━━━ Provided information

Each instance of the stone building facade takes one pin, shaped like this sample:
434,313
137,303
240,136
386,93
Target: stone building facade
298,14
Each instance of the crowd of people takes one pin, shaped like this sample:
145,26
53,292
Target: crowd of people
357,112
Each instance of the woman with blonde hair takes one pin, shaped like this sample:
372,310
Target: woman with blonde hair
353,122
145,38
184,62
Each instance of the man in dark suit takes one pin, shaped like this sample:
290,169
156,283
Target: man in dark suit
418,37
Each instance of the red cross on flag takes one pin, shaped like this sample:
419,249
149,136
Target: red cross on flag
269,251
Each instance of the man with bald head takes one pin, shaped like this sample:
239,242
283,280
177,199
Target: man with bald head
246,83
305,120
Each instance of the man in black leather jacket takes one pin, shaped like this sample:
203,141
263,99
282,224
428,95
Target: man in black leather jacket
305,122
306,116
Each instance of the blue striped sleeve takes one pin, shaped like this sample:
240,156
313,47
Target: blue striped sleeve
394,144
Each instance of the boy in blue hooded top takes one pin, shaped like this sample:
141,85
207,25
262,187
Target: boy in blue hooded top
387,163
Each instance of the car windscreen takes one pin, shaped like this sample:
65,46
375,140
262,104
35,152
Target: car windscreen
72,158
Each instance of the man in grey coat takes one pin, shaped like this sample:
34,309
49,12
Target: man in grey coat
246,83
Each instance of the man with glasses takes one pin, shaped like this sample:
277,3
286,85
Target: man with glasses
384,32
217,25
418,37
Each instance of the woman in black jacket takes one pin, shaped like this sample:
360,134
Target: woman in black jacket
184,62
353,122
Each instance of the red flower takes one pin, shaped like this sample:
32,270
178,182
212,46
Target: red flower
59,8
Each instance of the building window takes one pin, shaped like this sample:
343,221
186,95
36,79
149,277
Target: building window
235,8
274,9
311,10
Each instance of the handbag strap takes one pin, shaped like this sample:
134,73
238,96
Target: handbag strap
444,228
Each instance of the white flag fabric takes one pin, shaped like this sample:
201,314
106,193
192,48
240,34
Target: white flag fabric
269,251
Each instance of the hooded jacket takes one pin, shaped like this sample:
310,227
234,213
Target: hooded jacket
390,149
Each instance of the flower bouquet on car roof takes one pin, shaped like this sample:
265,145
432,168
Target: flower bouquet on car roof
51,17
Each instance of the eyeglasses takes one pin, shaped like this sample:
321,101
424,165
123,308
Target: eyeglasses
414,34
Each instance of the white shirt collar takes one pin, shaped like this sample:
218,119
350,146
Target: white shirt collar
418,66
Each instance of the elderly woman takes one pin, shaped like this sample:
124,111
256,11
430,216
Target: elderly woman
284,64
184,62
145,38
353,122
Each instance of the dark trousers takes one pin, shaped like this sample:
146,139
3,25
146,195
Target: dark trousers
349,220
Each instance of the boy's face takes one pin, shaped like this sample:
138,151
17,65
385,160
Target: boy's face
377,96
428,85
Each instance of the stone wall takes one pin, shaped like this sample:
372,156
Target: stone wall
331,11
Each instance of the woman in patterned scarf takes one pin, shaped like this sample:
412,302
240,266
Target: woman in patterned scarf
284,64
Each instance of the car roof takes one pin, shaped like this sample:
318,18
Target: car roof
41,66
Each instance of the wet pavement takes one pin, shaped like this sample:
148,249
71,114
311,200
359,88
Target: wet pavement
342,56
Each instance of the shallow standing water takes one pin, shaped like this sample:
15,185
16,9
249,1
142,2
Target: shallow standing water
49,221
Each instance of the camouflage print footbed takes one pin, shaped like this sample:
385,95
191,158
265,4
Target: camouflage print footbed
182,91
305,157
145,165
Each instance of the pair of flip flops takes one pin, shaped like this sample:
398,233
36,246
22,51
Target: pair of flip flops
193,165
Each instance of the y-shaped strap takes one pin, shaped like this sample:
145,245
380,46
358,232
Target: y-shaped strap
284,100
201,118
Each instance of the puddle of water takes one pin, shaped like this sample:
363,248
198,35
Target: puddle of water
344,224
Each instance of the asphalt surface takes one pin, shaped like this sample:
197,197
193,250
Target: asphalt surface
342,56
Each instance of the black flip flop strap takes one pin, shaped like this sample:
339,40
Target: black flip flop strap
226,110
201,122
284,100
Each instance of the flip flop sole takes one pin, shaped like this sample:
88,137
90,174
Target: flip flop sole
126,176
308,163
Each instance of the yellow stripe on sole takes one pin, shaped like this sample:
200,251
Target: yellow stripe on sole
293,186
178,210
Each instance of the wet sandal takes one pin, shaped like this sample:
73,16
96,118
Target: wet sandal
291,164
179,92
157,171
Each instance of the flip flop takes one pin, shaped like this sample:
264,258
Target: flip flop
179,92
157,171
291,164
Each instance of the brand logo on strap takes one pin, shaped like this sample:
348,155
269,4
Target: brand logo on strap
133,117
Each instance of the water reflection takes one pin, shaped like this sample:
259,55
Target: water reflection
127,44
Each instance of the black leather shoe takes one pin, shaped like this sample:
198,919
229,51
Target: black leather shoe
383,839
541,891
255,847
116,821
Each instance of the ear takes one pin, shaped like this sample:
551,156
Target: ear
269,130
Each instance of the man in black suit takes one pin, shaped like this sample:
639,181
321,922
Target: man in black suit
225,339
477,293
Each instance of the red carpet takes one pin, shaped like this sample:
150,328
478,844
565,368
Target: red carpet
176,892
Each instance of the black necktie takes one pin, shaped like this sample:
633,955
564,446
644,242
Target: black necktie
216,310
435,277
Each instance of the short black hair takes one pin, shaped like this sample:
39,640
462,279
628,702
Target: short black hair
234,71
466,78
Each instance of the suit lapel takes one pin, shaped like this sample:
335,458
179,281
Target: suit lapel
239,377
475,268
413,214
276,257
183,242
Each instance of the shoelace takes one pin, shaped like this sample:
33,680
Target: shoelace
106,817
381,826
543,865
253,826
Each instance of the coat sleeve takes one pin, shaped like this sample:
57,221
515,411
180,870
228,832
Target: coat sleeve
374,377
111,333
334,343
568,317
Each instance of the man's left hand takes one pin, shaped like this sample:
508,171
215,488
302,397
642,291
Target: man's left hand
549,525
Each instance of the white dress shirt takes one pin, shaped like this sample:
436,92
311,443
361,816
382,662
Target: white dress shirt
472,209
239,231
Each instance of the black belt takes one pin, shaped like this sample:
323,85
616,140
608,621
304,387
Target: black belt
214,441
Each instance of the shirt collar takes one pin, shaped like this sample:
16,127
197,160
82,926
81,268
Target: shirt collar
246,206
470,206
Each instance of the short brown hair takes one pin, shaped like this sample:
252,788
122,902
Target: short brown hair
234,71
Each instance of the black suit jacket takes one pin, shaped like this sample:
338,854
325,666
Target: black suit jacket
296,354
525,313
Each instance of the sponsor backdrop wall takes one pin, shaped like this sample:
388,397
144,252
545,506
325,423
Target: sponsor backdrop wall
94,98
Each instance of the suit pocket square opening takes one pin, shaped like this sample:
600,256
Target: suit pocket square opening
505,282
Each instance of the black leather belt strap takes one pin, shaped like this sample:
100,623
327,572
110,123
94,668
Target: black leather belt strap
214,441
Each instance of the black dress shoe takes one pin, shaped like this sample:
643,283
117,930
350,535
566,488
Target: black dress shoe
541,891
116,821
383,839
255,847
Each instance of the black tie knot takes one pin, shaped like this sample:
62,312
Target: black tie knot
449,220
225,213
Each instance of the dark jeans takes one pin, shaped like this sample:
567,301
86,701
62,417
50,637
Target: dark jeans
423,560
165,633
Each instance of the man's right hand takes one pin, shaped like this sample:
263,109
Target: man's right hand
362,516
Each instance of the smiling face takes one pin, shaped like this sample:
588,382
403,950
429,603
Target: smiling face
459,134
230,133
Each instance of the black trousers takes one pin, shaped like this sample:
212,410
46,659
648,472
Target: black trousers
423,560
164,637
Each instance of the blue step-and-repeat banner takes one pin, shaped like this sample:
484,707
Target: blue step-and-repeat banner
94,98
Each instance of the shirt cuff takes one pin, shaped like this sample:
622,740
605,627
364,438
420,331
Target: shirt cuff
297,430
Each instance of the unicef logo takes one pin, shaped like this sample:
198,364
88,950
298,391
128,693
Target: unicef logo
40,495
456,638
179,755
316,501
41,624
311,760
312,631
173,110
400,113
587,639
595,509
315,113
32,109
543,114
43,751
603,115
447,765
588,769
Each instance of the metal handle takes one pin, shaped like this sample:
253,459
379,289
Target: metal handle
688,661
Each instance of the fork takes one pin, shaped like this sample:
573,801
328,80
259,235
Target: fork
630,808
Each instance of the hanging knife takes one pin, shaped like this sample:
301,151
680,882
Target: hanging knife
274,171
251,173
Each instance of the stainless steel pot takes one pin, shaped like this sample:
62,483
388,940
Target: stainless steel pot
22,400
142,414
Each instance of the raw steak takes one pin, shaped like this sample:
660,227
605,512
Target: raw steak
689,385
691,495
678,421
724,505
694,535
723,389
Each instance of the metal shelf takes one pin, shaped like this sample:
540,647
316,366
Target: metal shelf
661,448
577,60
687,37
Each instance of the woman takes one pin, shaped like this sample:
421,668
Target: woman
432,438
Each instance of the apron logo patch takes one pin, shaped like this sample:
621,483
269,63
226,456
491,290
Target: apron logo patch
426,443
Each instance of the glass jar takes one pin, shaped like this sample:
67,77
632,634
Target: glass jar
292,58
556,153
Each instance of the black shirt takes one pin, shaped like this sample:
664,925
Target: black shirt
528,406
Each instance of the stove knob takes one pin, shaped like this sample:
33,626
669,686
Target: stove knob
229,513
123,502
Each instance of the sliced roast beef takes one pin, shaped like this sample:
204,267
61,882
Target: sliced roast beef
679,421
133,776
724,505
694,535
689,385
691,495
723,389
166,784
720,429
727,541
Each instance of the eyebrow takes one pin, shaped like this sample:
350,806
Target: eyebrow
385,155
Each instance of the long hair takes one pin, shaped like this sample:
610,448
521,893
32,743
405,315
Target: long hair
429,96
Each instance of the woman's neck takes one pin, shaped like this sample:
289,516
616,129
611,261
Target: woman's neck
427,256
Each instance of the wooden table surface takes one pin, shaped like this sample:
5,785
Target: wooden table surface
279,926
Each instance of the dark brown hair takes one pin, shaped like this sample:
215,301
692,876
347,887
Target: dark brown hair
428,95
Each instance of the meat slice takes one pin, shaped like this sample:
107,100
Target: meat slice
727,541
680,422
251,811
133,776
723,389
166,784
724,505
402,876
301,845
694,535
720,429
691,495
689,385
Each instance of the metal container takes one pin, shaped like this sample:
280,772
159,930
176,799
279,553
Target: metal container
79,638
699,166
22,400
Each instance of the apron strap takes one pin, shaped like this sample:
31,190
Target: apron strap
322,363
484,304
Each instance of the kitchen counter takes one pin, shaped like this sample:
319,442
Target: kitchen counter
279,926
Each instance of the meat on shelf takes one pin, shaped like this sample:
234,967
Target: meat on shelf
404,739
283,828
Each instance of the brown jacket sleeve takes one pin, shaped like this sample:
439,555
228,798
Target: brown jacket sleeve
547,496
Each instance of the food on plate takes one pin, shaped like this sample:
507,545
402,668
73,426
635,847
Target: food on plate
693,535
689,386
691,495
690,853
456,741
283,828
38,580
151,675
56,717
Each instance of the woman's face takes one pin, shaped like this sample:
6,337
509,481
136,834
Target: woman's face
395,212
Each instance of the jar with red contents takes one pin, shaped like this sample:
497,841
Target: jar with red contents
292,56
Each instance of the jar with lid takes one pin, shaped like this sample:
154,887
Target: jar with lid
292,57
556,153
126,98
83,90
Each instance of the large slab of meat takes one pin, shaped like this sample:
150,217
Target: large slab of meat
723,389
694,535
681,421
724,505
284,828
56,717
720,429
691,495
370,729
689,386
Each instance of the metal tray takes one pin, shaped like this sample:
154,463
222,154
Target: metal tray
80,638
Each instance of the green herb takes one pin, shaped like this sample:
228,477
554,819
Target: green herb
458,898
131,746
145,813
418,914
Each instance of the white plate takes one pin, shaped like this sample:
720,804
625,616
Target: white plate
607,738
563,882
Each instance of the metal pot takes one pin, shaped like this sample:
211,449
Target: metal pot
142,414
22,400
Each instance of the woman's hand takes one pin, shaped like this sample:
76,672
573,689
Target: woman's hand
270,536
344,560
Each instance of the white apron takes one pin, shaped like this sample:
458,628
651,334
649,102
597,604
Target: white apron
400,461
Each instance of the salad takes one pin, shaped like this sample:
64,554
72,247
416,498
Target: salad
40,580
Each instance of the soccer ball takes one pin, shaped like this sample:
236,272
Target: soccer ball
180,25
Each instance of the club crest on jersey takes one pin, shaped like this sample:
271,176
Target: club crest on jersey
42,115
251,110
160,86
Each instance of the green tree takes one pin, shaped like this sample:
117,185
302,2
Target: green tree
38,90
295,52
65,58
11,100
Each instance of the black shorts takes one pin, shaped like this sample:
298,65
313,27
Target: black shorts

━━━━━━

Task — Starting at the line that contains "Each instance of the woman's hand", write out every line to the end of the entries, exactly as given.

Output of the exercise —
Each instance of the woman's hand takes one pin, shaped like this sample:
76,672
573,689
Target: woman's hand
270,536
344,560
Each instance of the white apron takes one pin, shaped like this sample:
458,628
651,334
649,102
597,604
Target: white apron
400,461
Each instance of the salad takes one pin, shaped like this sample:
64,554
72,247
416,498
Target: salad
40,580
Each instance of the soccer ball takes one pin, shaped like this sample:
236,272
Target: soccer ball
180,25
Each instance of the club crest on jersey takes one pin, shaped like this sample:
271,176
Target: club crest on jersey
42,115
251,110
160,86
Each instance of the green tree takes one pin, shaped like this sample:
117,185
302,2
Target: green tree
38,90
295,52
65,58
11,100
Each instance of the black shorts takes one pin, shaped like this sample:
298,65
313,27
Target: black shorts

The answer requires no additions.